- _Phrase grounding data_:
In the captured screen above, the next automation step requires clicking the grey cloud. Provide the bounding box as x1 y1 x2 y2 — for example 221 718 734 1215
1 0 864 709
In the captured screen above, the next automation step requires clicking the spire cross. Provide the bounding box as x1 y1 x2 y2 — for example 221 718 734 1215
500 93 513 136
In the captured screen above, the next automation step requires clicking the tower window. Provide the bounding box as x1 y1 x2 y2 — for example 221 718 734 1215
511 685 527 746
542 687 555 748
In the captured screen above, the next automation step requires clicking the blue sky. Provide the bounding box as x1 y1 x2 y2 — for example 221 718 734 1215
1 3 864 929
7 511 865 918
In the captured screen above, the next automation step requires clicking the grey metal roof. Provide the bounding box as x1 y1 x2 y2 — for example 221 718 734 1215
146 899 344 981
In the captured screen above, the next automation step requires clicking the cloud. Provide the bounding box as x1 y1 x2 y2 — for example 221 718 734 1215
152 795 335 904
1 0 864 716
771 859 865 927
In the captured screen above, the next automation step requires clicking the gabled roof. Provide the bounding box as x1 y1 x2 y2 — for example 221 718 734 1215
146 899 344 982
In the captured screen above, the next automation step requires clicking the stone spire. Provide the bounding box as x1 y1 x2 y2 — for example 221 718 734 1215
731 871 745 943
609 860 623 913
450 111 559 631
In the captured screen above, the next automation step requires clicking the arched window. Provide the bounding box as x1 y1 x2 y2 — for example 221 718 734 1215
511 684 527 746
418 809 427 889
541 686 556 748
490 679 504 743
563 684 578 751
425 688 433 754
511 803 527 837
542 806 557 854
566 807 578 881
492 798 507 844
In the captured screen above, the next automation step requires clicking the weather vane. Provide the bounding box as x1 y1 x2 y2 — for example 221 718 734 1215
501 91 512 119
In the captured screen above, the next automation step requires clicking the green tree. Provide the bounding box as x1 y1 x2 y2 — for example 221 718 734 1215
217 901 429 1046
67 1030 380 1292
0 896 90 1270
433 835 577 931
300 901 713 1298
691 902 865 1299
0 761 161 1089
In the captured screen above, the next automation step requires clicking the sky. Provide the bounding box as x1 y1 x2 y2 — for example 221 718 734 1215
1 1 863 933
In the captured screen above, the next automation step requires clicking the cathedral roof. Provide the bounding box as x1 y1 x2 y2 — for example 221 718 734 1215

- _Exercise aim_:
All of the data above should be reproduced word for word.

- _Solution_:
In the captured screen above, the next automation step requires clicking the grey cloud. Provide the bounding box as x1 y1 x2 y2 — for example 221 718 734 1215
1 0 864 709
In the captured screen above, the next automation step requires clicking the spire cross. Provide the bounding box as x1 y1 x2 y2 — for example 221 718 734 1215
500 93 513 136
In the captured screen above, the next automation step requires clicking the tower window. Provide the bounding box as x1 y1 x2 y2 — for example 221 718 734 1215
511 685 527 746
542 687 555 748
In the captured screen above, the next automation step requires clicking the blue sky. Provide the bounding box as x1 y1 x2 y2 — for example 221 718 734 1215
1 3 864 929
7 511 865 918
In the captured screen above, the next automation step requires clicking the grey metal roof. Provide the bounding box as x1 y1 x2 y2 — for example 221 718 734 1215
146 899 344 981
In the captured screen above, the next automation step requires clicking the cloud. Provide the bounding box as x1 y1 x2 y2 — for example 221 718 734 1215
152 795 335 904
1 0 864 716
771 859 865 927
In the captured screen above, the next automation step requires clicking the gabled roof. Provide the bounding box as x1 y1 x2 y2 — for example 221 718 734 1215
146 899 344 982
In the captured screen above, the next automation step requires clicking the stone spire. Provide the bounding box as x1 y1 x2 y2 — for example 221 718 734 1215
731 871 745 943
609 860 623 913
450 111 559 631
In the captured screen above, the next automation step requires clicking the arched window. Provide the bounding box as x1 y1 x2 y2 — for example 221 718 734 1215
511 684 527 746
418 809 427 889
541 686 556 748
490 679 504 743
563 684 578 751
425 688 433 754
511 803 527 837
542 806 557 854
566 807 578 881
492 798 507 844
In the captured screen above, the next automation step requires clicking the weather vane. Provide the bounding box as x1 y1 x2 y2 — for example 221 718 734 1215
501 91 512 119
In the captured screen above, the next automation step requires clicking the green tree. Provide the bounding box as x1 y1 x2 y2 — for example 221 718 734 1215
217 901 429 1046
67 1030 380 1292
0 896 90 1270
433 835 577 931
300 901 713 1298
691 902 865 1299
0 761 161 1089
In the captured screen above, the next automation step requires clicking the sky. Provide the bounding box as x1 y1 x2 y2 — for example 221 718 734 1215
1 1 863 933
In the captured screen above, the next automation step requires clicking the cathedral roof. Provide the bounding box as x1 y1 x2 y2 — for example 221 718 734 1215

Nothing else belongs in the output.